■ Material to process:
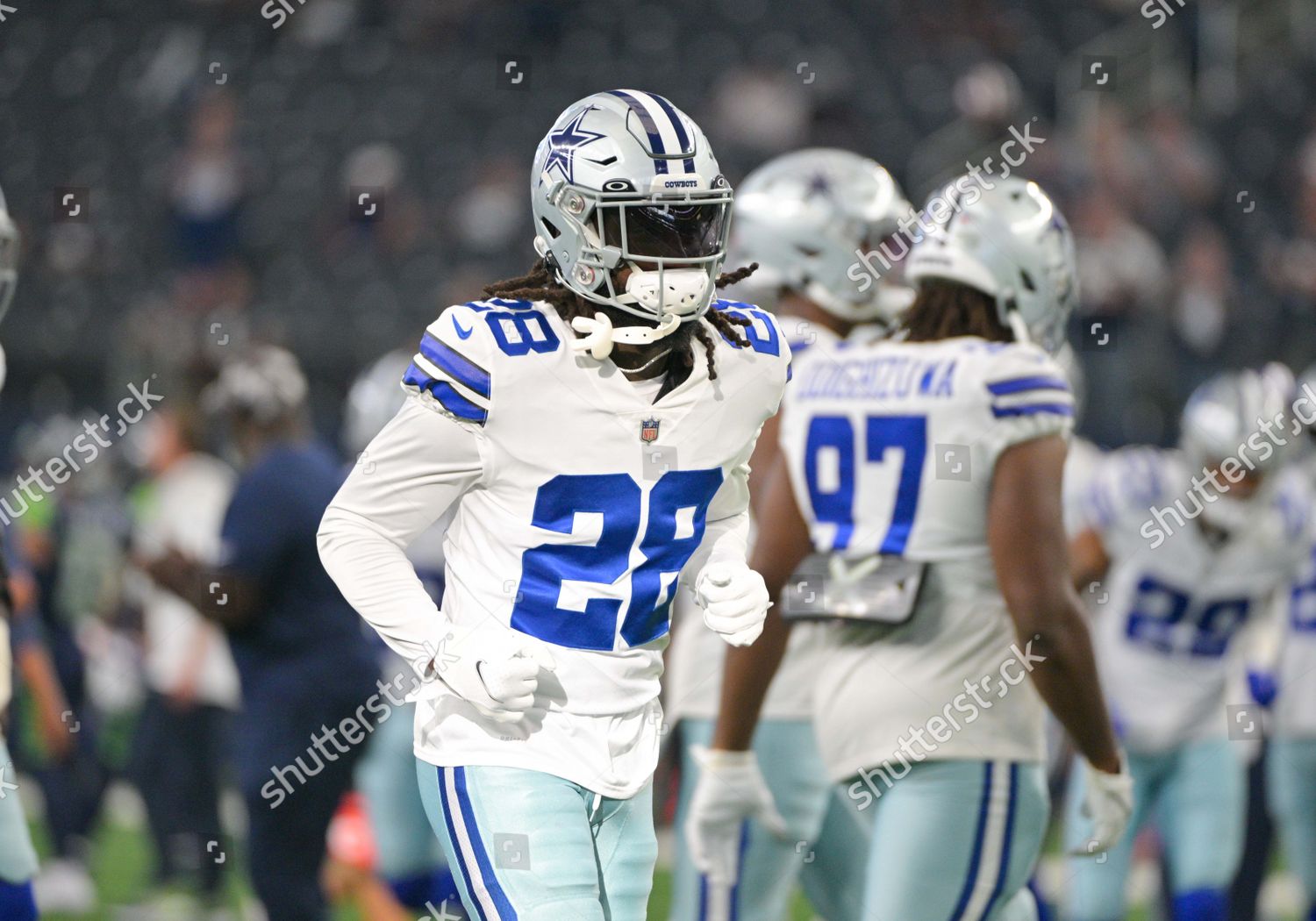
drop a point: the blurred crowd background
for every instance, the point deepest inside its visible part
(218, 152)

==

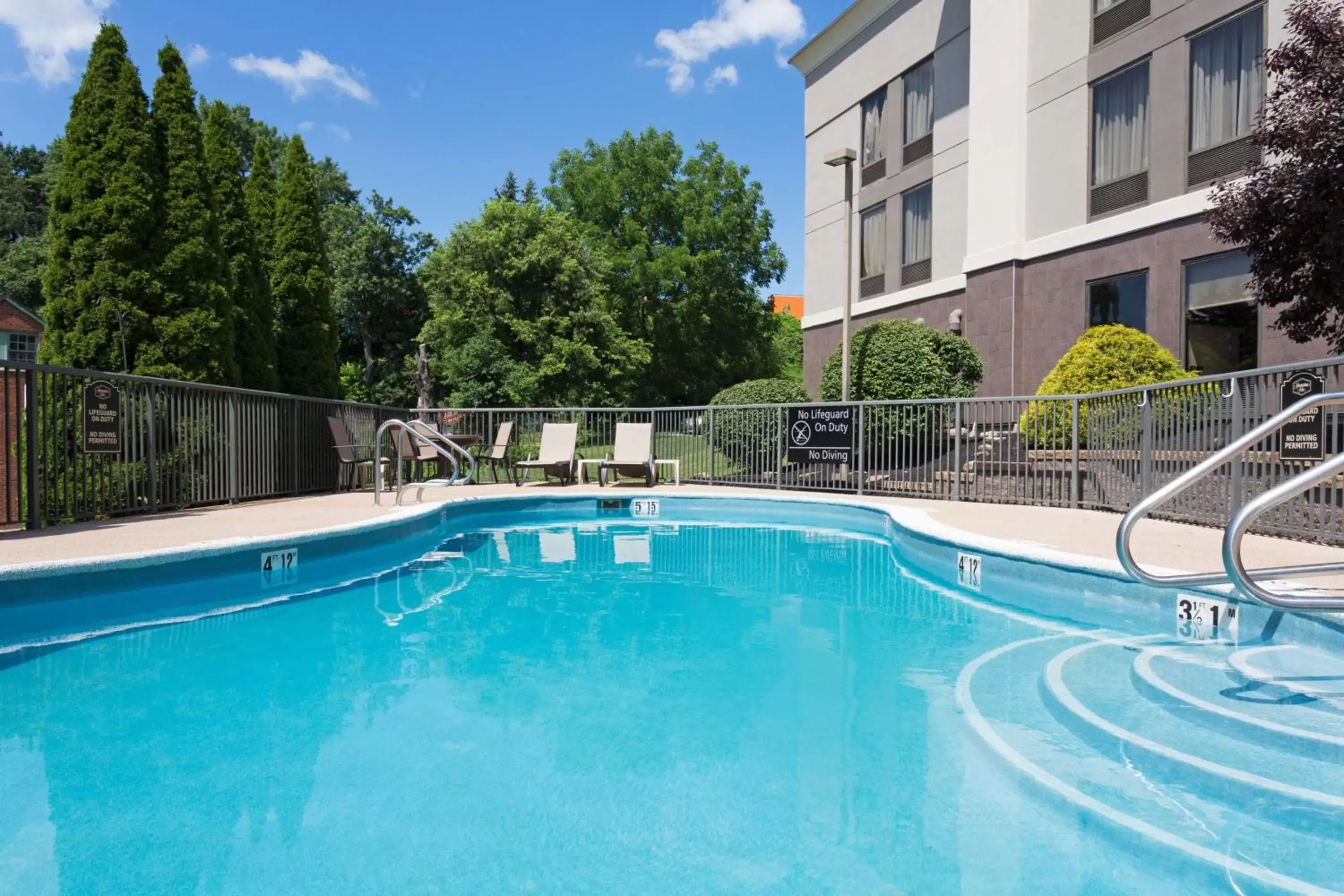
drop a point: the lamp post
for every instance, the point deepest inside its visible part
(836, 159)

■ The request:
How many lines in the rows above contain the word "drop"? Reply with the number alone.

■ Worked answer:
2